Joint linkage association analysis of aluminum tolerance in maize

Authors: Hoekenga, Owen; Buckler, Edward - Ed; KIRST, MATIAS - University Of Florida; KRILL, ALLISON - Cornell University; LYI, SANGBOM - Cornell University; MAGALHAES, JURANDIR - Embprapa; MARON, LYZA - Boyce Thompson Institute; Kochian, Leon

Submitted to: Symposium Proceedings
Publication Type: Proceedings
Publication Acceptance Date: 8/25/2009
Publication Date: 10/7/2009
Citation: Hoekenga, O., Buckler Iv, E.S., Kirst, M., Krill, A., Lyi, S., Magalhaes, J., Maron, L., Kochian, L.V. 2009. Joint linkage association analysis of aluminum tolerance in maize. Symposium Proceedings. Proceedings of the 7th International Symposium on Plant-Soil Interaction at Low pH, October 5-10, 2009, Guangzhou, China. p. 136-137.

================================

▶ **Tasks and exercises**
(a) In the maize aluminum tolerance listing, repeat the passage between "Submitted to: Symposium" and "China. p. 136-137.", inclusive, word for word.
(b) In the maize aluminum tolerance listing, which authors have their surnames written entirely in capital letters? List every one.
(c) Take the maize aluminum tolerance listing further, beginning right after its citation.

================================

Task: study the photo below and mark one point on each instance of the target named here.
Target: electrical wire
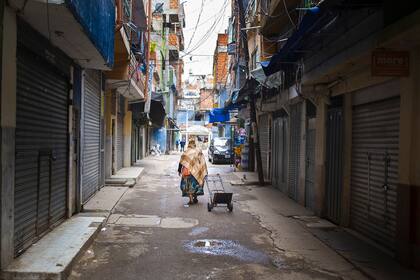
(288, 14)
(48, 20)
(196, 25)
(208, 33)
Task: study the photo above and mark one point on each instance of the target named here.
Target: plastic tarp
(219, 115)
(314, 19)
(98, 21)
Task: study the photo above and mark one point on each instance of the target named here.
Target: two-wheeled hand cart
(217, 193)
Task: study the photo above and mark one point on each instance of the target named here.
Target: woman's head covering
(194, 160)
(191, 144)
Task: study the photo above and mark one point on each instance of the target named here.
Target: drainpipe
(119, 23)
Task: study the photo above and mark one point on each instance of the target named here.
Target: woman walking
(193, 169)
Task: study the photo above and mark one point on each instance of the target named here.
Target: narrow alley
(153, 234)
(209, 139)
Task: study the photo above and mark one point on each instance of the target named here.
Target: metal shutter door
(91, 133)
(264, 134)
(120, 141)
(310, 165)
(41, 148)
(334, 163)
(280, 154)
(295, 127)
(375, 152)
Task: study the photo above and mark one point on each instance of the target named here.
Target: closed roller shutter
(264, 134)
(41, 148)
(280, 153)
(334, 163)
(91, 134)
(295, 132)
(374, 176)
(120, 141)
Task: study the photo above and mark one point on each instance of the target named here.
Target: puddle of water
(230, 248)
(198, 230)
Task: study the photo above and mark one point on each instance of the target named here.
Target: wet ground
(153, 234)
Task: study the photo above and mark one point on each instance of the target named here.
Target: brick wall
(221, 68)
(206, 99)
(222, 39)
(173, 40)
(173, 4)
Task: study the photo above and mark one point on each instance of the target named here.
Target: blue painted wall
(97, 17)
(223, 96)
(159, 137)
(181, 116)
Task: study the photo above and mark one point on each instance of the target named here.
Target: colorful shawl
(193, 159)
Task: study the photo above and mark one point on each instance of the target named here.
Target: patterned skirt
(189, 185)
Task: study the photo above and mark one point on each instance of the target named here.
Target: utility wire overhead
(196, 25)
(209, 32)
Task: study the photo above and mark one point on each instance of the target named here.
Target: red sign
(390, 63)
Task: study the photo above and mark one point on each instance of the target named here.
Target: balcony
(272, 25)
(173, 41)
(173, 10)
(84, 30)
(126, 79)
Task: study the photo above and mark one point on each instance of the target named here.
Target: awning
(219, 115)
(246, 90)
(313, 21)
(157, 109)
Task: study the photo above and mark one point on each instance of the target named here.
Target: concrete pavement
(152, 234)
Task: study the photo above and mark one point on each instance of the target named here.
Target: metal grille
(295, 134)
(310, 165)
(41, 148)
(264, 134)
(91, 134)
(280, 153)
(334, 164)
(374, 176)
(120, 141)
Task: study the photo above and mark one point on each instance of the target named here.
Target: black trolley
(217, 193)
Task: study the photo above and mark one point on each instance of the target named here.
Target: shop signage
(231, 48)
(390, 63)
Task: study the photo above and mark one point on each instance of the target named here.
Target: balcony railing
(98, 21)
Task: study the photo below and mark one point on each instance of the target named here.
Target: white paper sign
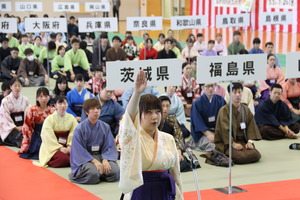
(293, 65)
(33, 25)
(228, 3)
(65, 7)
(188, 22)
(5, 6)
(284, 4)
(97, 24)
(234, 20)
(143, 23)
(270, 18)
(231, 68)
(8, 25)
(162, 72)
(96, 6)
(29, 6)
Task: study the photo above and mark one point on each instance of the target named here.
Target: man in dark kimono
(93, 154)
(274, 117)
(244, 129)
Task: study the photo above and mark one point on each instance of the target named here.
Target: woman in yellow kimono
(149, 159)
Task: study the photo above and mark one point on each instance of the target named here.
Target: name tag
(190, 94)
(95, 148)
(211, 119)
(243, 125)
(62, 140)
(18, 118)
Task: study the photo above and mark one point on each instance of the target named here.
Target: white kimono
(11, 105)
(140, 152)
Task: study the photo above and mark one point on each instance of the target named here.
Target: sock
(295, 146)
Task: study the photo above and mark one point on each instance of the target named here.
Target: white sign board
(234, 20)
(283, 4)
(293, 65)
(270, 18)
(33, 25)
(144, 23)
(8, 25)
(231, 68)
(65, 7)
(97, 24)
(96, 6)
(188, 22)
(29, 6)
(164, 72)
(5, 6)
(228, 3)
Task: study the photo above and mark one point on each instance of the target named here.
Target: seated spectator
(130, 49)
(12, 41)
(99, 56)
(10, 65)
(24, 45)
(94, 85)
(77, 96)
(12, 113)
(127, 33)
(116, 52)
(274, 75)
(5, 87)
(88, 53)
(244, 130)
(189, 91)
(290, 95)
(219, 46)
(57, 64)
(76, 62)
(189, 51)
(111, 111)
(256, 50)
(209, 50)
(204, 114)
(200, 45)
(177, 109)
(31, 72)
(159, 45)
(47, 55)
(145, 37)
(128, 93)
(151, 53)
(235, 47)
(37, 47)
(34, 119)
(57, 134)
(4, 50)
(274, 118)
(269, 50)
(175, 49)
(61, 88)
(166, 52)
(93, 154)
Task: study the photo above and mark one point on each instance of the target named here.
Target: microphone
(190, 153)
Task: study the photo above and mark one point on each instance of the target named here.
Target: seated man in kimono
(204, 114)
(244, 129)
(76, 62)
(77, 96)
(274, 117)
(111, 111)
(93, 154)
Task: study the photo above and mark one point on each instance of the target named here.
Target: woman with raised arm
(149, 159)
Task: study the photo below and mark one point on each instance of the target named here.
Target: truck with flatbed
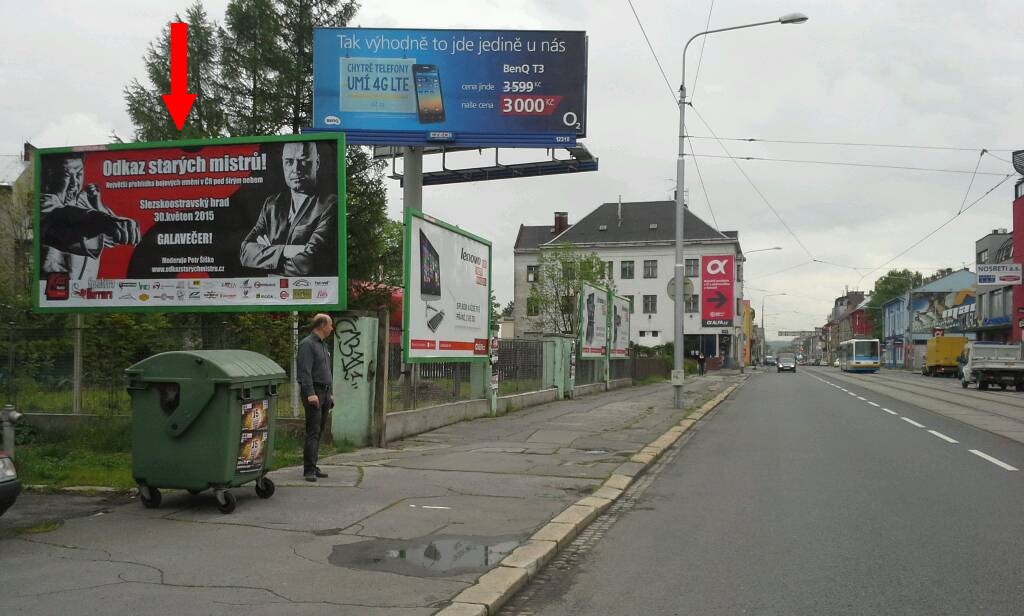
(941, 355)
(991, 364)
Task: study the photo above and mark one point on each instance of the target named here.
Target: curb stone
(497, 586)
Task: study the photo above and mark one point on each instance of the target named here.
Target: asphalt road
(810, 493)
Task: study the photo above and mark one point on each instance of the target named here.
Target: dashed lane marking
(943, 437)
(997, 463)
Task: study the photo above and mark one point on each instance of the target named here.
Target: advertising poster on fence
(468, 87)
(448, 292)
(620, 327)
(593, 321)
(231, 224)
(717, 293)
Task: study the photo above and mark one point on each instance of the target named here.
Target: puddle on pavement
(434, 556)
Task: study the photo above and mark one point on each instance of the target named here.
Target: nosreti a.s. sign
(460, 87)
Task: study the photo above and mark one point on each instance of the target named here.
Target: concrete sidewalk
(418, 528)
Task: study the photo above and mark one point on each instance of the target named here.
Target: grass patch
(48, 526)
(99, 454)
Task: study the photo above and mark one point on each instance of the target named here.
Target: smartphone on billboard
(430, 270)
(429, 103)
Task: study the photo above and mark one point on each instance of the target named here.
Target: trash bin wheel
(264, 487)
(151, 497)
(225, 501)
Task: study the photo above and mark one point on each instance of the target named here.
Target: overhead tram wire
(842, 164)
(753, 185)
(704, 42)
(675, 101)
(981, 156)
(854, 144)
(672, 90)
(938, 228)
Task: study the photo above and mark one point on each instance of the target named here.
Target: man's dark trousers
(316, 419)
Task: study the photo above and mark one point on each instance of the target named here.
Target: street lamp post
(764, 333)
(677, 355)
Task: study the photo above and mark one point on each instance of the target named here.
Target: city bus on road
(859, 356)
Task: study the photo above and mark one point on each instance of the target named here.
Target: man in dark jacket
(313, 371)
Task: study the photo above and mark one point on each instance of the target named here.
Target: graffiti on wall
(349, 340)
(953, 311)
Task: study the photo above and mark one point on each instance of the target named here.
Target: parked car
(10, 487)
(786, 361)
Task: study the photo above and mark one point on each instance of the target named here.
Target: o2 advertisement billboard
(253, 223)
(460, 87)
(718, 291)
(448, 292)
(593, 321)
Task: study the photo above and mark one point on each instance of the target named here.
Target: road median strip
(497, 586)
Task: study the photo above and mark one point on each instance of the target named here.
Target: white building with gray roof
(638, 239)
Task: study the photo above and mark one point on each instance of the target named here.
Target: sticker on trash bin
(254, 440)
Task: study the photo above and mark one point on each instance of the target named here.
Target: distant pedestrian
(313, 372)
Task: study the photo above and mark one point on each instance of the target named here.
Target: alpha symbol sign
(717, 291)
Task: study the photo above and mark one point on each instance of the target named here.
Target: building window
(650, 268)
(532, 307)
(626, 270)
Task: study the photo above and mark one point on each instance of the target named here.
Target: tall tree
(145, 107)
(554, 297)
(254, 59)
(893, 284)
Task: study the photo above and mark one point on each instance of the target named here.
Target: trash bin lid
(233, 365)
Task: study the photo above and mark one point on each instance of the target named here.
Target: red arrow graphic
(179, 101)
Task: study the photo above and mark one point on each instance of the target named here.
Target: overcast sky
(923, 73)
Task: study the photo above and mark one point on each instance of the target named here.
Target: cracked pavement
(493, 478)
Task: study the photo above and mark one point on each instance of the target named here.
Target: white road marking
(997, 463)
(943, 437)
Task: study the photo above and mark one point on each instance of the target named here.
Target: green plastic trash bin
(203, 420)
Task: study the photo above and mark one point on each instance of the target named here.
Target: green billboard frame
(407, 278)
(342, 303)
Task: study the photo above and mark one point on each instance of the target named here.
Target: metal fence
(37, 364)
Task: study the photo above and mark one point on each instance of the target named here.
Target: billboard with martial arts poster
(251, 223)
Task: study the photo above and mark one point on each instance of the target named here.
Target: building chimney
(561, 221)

================================

▶ **Responses to the tasks**
(a)
Submitted to: Symposium Proceedings
Publication Type: Proceedings
Publication Acceptance Date: 8/25/2009
Publication Date: 10/7/2009
Citation: Hoekenga, O., Buckler Iv, E.S., Kirst, M., Krill, A., Lyi, S., Magalhaes, J., Maron, L., Kochian, L.V. 2009. Joint linkage association analysis of aluminum tolerance in maize. Symposium Proceedings. Proceedings of the 7th International Symposium on Plant-Soil Interaction at Low pH, October 5-10, 2009, Guangzhou, China. p. 136-137.

(b)
KIRST, MATIAS
KRILL, ALLISON
LYI, SANGBOM
MAGALHAES, JURANDIR
MARON, LYZA

(c)
Interpretive Summary:

Technical Abstract: Aluminum (Al) toxicity is a profound limitation to crop production worldwide, reducing yields on up to 50% of potentially arable lands. Breeding for Al tolerance and agronomic practices aimed at ameliorating soil acidity have historically been productive avenues for improved crop production. However, it is widely recognized that additional improvements in crop Al tolerance will depend on biotechnology. We used genetic and genomic approaches, building upon our previous work on the physiological bases for Al tolerance in maize. We used comparative genomics to identify gene families related to known aluminum tolerance genes. Microarray analysis was also used to characterize the root tip transcriptome; results were analyzed with respect to the physical and genetic maps of maize and in a comparative sense with the rice genome. Based on these data, we selected candidate Al tolerance genes to evaluate using association analysis. We identified several single nucleotide polymorphisms in multiple genes that are associated with Al tolerance. Results from association analyses were confirmed using linkage analysis. In parallel, we identified 6 Al tolerance loci in the Intermated B73 x Mo17 recombinant inbred population, which together explain nearly 65% of the variance observed. Al exclusion from the root tip correlates highly with Al tolerance, as estimated by net seminal root growth. These loci have been isolated in near isogenic lines, which provide an excellent resource for genomic, proteomic and physiological analyses of Al tolerance.